## PROBLEM TO WORK ON
Below are records; reproduce exactly the lines from the one containing "Expected behaviour: the pointer locates the tree trunk" through the end, both included, and only those.

## Stored dataset items
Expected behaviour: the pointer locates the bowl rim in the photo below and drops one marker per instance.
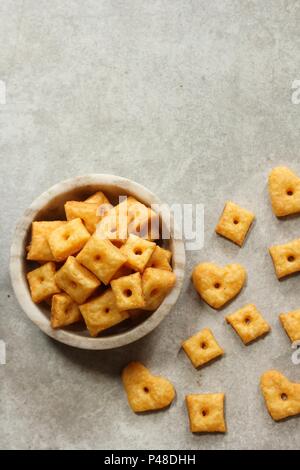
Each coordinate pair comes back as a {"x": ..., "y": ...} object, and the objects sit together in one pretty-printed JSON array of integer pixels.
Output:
[{"x": 20, "y": 287}]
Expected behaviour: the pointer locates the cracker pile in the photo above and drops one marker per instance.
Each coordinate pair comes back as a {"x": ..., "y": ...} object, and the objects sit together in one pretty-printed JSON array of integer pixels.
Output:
[
  {"x": 139, "y": 276},
  {"x": 217, "y": 286},
  {"x": 101, "y": 265}
]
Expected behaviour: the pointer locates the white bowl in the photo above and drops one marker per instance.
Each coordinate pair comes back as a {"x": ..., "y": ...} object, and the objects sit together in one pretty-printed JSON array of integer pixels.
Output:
[{"x": 50, "y": 206}]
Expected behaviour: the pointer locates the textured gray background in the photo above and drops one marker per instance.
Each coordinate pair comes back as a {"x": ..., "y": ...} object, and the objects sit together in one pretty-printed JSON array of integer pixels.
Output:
[{"x": 193, "y": 99}]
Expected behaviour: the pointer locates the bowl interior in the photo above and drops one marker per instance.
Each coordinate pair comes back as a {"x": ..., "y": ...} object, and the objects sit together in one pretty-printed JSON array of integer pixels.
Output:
[{"x": 50, "y": 206}]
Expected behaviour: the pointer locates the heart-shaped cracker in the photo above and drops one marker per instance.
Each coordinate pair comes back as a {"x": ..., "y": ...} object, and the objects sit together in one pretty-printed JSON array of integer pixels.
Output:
[
  {"x": 284, "y": 189},
  {"x": 145, "y": 391},
  {"x": 282, "y": 397},
  {"x": 217, "y": 285}
]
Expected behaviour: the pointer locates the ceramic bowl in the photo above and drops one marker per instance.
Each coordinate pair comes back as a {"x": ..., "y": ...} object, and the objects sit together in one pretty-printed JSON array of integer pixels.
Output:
[{"x": 50, "y": 206}]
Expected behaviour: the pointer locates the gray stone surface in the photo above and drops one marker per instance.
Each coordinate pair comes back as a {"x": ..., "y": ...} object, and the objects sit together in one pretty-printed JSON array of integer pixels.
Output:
[{"x": 193, "y": 99}]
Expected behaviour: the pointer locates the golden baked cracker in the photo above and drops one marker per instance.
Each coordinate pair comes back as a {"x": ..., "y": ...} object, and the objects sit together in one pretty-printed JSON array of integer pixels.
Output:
[
  {"x": 146, "y": 392},
  {"x": 98, "y": 198},
  {"x": 138, "y": 252},
  {"x": 39, "y": 249},
  {"x": 206, "y": 412},
  {"x": 202, "y": 347},
  {"x": 68, "y": 239},
  {"x": 102, "y": 258},
  {"x": 64, "y": 311},
  {"x": 157, "y": 283},
  {"x": 291, "y": 323},
  {"x": 130, "y": 216},
  {"x": 282, "y": 397},
  {"x": 128, "y": 292},
  {"x": 235, "y": 223},
  {"x": 142, "y": 221},
  {"x": 248, "y": 323},
  {"x": 160, "y": 259},
  {"x": 217, "y": 285},
  {"x": 114, "y": 225},
  {"x": 42, "y": 282},
  {"x": 284, "y": 190},
  {"x": 286, "y": 258},
  {"x": 102, "y": 313},
  {"x": 76, "y": 280},
  {"x": 86, "y": 211}
]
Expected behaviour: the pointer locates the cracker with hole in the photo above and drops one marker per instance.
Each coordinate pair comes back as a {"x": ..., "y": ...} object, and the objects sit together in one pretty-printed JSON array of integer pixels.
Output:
[
  {"x": 282, "y": 397},
  {"x": 286, "y": 258},
  {"x": 102, "y": 258},
  {"x": 235, "y": 223},
  {"x": 39, "y": 249},
  {"x": 42, "y": 283},
  {"x": 123, "y": 271},
  {"x": 64, "y": 311},
  {"x": 98, "y": 198},
  {"x": 86, "y": 211},
  {"x": 102, "y": 313},
  {"x": 68, "y": 239},
  {"x": 291, "y": 323},
  {"x": 76, "y": 280},
  {"x": 142, "y": 220},
  {"x": 137, "y": 252},
  {"x": 129, "y": 216},
  {"x": 157, "y": 283},
  {"x": 128, "y": 292},
  {"x": 248, "y": 323},
  {"x": 218, "y": 285},
  {"x": 206, "y": 412},
  {"x": 284, "y": 190},
  {"x": 160, "y": 259},
  {"x": 146, "y": 392},
  {"x": 202, "y": 348}
]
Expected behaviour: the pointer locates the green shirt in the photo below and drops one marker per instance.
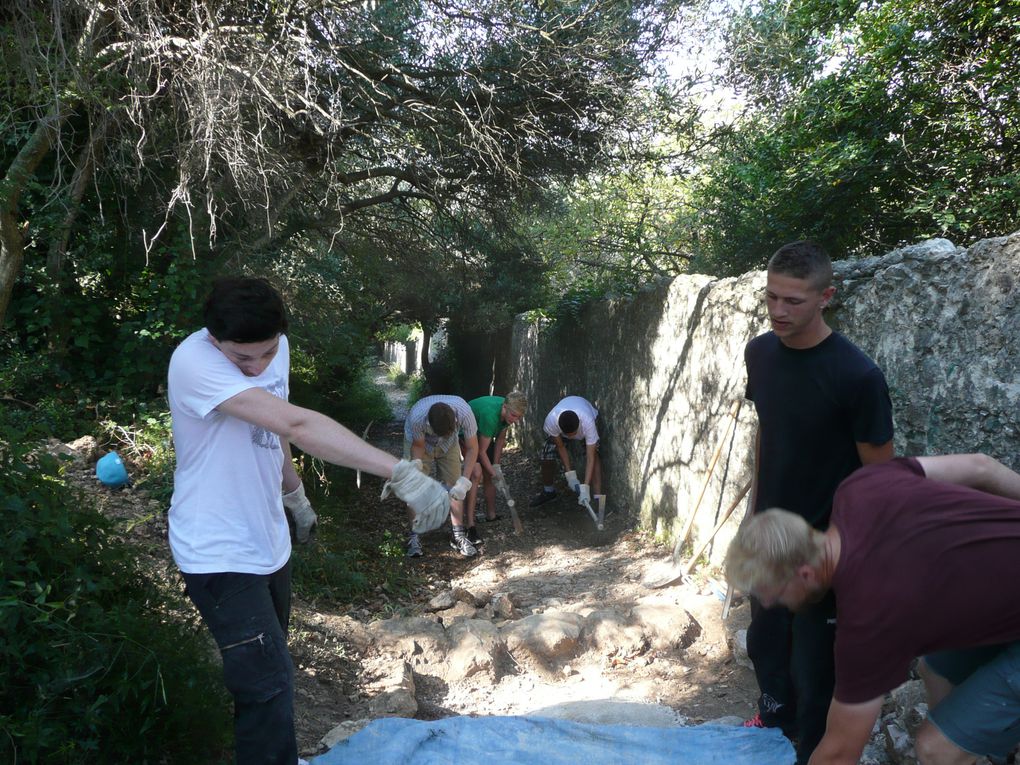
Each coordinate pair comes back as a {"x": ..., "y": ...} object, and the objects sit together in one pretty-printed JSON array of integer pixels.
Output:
[{"x": 487, "y": 411}]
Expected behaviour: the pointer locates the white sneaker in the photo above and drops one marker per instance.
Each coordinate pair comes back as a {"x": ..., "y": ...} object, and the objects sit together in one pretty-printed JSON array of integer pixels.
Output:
[{"x": 463, "y": 546}]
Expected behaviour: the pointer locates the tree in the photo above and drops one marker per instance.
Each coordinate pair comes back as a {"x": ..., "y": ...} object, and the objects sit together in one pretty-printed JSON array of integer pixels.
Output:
[
  {"x": 876, "y": 124},
  {"x": 247, "y": 126}
]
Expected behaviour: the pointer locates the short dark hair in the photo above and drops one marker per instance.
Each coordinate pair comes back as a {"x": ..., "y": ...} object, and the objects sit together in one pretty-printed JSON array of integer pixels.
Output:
[
  {"x": 804, "y": 259},
  {"x": 442, "y": 419},
  {"x": 243, "y": 309},
  {"x": 568, "y": 421}
]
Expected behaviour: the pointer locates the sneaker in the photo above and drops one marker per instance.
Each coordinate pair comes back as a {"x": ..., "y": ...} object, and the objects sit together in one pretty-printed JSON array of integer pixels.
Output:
[
  {"x": 755, "y": 722},
  {"x": 542, "y": 498},
  {"x": 413, "y": 546},
  {"x": 463, "y": 546}
]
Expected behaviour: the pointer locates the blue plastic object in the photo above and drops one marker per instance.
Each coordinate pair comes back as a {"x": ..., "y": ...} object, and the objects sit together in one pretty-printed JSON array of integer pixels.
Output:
[
  {"x": 540, "y": 741},
  {"x": 111, "y": 471}
]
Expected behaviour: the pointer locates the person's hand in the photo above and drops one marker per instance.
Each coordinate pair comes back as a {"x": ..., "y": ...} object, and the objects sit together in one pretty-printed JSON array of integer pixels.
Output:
[
  {"x": 427, "y": 499},
  {"x": 301, "y": 510},
  {"x": 583, "y": 495},
  {"x": 461, "y": 488}
]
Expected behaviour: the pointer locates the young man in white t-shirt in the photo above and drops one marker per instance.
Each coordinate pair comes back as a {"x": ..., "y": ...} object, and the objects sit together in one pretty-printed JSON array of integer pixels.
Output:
[
  {"x": 233, "y": 427},
  {"x": 573, "y": 418}
]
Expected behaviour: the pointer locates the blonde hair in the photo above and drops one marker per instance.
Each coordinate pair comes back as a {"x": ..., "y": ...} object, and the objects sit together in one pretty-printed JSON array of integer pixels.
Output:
[
  {"x": 516, "y": 402},
  {"x": 769, "y": 548}
]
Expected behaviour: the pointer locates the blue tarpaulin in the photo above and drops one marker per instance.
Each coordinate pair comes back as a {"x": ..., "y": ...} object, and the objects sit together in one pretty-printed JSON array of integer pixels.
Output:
[{"x": 542, "y": 741}]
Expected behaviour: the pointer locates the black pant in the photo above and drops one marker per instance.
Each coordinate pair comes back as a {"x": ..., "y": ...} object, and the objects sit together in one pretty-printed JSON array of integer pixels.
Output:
[
  {"x": 248, "y": 615},
  {"x": 794, "y": 665}
]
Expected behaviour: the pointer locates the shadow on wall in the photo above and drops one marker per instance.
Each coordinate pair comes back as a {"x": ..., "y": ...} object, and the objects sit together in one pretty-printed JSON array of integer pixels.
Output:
[{"x": 664, "y": 367}]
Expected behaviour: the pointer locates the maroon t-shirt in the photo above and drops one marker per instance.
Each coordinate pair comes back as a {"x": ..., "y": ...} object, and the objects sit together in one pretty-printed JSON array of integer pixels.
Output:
[{"x": 924, "y": 566}]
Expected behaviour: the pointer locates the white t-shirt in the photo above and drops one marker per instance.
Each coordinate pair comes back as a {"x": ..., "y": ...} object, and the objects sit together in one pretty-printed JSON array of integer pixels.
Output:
[
  {"x": 585, "y": 415},
  {"x": 416, "y": 424},
  {"x": 226, "y": 513}
]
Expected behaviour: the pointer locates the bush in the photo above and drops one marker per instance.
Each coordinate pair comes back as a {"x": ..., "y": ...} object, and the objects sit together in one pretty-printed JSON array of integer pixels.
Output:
[{"x": 97, "y": 664}]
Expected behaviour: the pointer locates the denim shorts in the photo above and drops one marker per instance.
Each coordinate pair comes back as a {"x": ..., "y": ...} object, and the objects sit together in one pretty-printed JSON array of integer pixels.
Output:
[{"x": 981, "y": 715}]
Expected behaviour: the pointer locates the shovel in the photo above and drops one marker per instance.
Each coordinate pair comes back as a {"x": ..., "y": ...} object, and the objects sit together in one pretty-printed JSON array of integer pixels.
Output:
[
  {"x": 518, "y": 527},
  {"x": 677, "y": 573}
]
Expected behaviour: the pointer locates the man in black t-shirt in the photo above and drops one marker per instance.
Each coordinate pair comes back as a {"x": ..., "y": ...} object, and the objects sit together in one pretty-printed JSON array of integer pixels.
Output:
[{"x": 823, "y": 410}]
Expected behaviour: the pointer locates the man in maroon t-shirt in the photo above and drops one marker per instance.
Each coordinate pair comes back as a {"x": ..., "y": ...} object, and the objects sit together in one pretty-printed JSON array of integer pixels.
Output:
[{"x": 923, "y": 555}]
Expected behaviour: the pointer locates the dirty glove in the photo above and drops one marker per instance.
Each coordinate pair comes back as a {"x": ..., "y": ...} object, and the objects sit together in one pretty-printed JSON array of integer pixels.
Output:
[
  {"x": 301, "y": 511},
  {"x": 427, "y": 499},
  {"x": 461, "y": 488}
]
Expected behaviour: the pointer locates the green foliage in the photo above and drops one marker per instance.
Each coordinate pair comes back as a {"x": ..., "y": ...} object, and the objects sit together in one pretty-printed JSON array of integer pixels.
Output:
[
  {"x": 417, "y": 388},
  {"x": 347, "y": 562},
  {"x": 91, "y": 668},
  {"x": 878, "y": 124}
]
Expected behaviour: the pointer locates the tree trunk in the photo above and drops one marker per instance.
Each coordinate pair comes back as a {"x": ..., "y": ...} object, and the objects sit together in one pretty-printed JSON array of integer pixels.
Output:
[
  {"x": 55, "y": 270},
  {"x": 18, "y": 174}
]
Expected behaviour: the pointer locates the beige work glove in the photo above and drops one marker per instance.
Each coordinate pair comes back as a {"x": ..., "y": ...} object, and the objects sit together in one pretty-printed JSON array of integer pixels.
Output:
[
  {"x": 460, "y": 489},
  {"x": 301, "y": 510},
  {"x": 583, "y": 495},
  {"x": 427, "y": 499}
]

## SOLUTION TO THIS PROBLEM
Expected behaviour: the pointer locates the tree trunk in the photo above and drops one marker per instance.
Each coordinate pair comes back as a {"x": ..., "y": ...} object, and the objects sit together in one pretty-printed JSON array of integer pixels.
Output:
[
  {"x": 55, "y": 270},
  {"x": 18, "y": 174}
]
Expected behaviour: the pointer locates the beige work glove in the photo above and drops one marker per instance.
Each coordinate pair comes back as a {"x": ..., "y": ...} object, and the objects sit together in one pretty-printed JSON array of integer pixels.
Output:
[
  {"x": 460, "y": 489},
  {"x": 301, "y": 510},
  {"x": 583, "y": 495},
  {"x": 427, "y": 499}
]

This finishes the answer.